Data extract Block Start
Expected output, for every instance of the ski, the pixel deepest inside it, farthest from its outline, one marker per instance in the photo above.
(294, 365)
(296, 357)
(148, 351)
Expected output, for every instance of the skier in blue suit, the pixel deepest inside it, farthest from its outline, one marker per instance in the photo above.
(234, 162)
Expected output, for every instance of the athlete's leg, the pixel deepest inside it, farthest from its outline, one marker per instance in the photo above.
Data extract Block End
→ **Task**:
Give every record again, exactly as it appears.

→ **Exercise result**:
Expected output, for every instance of the ski, the pixel deepest inside it, farthest from its outline, one marker per instance in the photo above.
(294, 365)
(296, 357)
(148, 351)
Expected output, for every instance of the skier in blue suit, the pixel deepest inside it, farthest from its outline, one marker per instance in the photo above.
(234, 162)
Expected output, for every instance of the athlete's leg, the pixel deepest inside it, farthest from its outline, one marker per instance in the photo above.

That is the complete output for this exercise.